◆ GIVEN INSTRUCTION ◆
Leave out the pictures and copy everything else below exactly.

◆ DATASET ROWS ◆
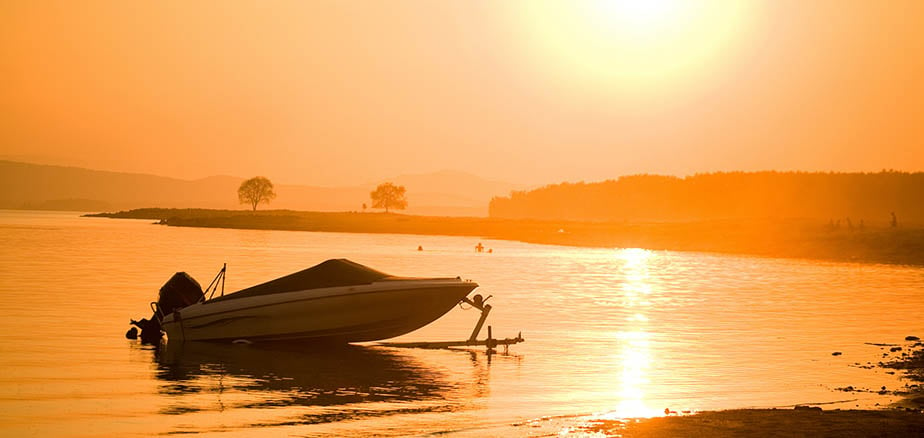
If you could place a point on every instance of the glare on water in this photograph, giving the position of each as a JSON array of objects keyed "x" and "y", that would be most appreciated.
[{"x": 609, "y": 332}]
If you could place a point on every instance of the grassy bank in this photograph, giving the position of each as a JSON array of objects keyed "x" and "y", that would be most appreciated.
[{"x": 772, "y": 238}]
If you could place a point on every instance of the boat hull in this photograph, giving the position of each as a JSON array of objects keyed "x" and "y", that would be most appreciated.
[{"x": 377, "y": 311}]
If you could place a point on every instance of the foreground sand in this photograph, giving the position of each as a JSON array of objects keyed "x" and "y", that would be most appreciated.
[{"x": 768, "y": 423}]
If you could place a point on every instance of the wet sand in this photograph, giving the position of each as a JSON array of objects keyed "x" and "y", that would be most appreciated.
[
  {"x": 768, "y": 423},
  {"x": 906, "y": 419}
]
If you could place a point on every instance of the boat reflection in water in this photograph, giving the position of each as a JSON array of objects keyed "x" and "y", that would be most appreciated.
[{"x": 229, "y": 386}]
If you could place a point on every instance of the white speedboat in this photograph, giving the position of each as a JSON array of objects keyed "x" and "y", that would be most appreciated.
[{"x": 335, "y": 301}]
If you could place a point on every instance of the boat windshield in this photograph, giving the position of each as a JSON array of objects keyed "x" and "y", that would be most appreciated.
[{"x": 332, "y": 273}]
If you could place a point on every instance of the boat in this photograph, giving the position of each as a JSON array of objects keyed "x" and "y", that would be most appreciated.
[{"x": 337, "y": 301}]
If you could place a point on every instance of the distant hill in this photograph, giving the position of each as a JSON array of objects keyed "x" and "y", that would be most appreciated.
[
  {"x": 44, "y": 187},
  {"x": 836, "y": 197}
]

◆ TASK ANSWER ◆
If you could place a point on every instance of the glare on water in this photograph, giving the position of each as a JSON array of objects keyed "x" and "y", that would be most appreciated.
[{"x": 609, "y": 332}]
If you could place a point on every instance of the grassy bank in this photograph, giving the position of each as a JSON array of objects keyed "x" and "y", that would be most appreciated.
[{"x": 772, "y": 238}]
If you could place a point on every instance of the boat hull in this photograph, giving the position of each as a JSON array of objects keyed "x" and "y", that would be most appreciated.
[{"x": 377, "y": 311}]
If you could place a point on every instance of the foreground sand in this photograph, giving the position of each as a JSON array of objects keyed "x" and "y", that would be most appreciated.
[{"x": 768, "y": 423}]
If you could place a point on every instance of the wet sand in this photograph, giving the position of each as a JSON array of objects keyed "x" and "y", that would be most appreciated.
[
  {"x": 768, "y": 423},
  {"x": 906, "y": 419}
]
If you could place a point on every instance of the boat reflection in water in this photograph, giving the position of each as a JSON array of objects keyed "x" and "y", that would be most appreciated.
[{"x": 229, "y": 386}]
If you could place a point on every instance of the white speedboat in this photograph, giving the position of each as a JSON array of objects keyed "x" and "y", that would be most appreciated.
[{"x": 335, "y": 301}]
If you could place a point on every instance of the boat windshield in this photograph, giving the position of each as a JSON array of objects keyed "x" and "y", that would be most appreciated.
[{"x": 332, "y": 273}]
If you could place a point on every instance of the boat in this photograph, giving the position of each as a JSON array of objects keyed "x" and "y", that would be most appreciated.
[{"x": 337, "y": 301}]
If you could place a point on every instance of the distant hill in this photograph, giving the position of each as a JSON array of objects keyed "x" and "y", that would be most appreciated.
[
  {"x": 44, "y": 187},
  {"x": 836, "y": 197}
]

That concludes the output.